* _EXERCISE OBJECTIVE_
Filter out all lines without the word "stupa" from the data below, please, and copy the rest.
Top of DATA TO USE
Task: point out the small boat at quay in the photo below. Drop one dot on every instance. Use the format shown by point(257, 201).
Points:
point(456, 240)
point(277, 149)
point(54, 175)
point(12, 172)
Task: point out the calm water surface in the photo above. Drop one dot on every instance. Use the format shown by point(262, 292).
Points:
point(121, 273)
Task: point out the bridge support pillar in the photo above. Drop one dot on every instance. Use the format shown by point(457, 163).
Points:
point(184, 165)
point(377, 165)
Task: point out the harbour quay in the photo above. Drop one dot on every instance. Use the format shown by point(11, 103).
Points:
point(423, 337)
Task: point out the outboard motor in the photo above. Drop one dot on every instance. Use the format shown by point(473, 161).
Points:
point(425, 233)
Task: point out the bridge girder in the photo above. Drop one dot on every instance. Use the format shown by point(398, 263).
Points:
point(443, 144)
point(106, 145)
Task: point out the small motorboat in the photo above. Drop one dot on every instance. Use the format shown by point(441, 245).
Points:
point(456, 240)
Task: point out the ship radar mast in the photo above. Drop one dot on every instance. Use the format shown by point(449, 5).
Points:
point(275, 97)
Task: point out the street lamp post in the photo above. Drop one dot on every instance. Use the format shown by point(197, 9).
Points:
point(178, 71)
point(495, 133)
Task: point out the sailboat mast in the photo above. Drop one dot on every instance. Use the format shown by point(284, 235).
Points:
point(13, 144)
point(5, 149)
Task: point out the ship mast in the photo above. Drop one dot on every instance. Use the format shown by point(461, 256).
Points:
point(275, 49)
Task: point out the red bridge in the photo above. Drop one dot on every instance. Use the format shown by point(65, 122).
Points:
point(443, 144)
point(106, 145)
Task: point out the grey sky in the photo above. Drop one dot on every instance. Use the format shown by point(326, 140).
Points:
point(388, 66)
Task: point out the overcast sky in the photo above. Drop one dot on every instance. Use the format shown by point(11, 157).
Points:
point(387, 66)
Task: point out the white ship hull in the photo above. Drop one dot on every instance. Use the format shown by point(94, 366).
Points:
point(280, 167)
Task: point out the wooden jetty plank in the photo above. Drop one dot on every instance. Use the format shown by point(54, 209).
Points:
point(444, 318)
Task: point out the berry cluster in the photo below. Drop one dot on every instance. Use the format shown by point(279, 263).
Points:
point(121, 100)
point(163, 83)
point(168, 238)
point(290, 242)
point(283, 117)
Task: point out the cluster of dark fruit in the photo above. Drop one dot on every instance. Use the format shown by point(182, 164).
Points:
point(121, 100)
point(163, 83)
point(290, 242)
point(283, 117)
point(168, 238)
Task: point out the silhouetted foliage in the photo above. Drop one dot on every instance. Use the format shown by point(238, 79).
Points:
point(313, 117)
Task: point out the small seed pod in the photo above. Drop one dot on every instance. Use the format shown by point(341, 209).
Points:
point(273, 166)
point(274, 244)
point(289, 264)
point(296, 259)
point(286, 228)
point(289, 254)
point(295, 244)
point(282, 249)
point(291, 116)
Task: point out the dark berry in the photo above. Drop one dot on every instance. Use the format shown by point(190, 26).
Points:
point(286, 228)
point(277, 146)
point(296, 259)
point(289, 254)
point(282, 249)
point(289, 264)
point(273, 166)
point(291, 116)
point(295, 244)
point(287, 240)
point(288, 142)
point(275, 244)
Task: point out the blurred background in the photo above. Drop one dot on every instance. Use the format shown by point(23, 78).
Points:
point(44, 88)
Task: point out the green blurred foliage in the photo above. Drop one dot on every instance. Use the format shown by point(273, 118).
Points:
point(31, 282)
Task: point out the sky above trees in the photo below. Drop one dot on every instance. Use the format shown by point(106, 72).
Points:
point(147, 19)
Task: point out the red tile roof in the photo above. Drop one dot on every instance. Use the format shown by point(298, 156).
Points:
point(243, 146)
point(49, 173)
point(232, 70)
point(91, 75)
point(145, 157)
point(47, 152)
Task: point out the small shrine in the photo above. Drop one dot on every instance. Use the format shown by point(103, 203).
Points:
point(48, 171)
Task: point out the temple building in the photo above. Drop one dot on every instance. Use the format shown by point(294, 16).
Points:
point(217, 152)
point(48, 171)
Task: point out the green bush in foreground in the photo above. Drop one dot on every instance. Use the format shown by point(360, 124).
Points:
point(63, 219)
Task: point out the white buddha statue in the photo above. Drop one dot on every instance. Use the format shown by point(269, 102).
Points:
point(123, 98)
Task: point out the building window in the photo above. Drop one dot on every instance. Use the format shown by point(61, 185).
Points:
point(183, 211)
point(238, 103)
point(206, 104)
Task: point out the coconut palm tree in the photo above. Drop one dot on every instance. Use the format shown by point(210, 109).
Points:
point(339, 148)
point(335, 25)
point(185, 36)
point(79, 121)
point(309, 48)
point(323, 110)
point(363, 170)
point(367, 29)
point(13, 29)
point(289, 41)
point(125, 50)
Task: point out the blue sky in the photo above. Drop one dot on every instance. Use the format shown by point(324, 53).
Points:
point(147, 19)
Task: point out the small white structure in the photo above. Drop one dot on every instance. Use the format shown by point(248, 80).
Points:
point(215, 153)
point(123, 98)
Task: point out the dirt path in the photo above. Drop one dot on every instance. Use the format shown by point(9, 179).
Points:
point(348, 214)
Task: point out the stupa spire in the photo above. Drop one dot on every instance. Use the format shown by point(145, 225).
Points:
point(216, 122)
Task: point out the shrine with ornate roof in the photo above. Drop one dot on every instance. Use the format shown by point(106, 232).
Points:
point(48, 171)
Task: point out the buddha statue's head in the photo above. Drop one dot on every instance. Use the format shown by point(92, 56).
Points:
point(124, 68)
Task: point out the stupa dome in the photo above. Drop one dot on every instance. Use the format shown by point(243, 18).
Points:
Bottom of DATA TO USE
* _RESULT FOR THIS EXERCISE_
Task: point out the stupa spire in the photo above. Drop one dot on every instance. Use the format shown by point(145, 225).
Task: point out the stupa dome in the photo above. Drop one dot on every instance. Use the format shown by point(243, 18).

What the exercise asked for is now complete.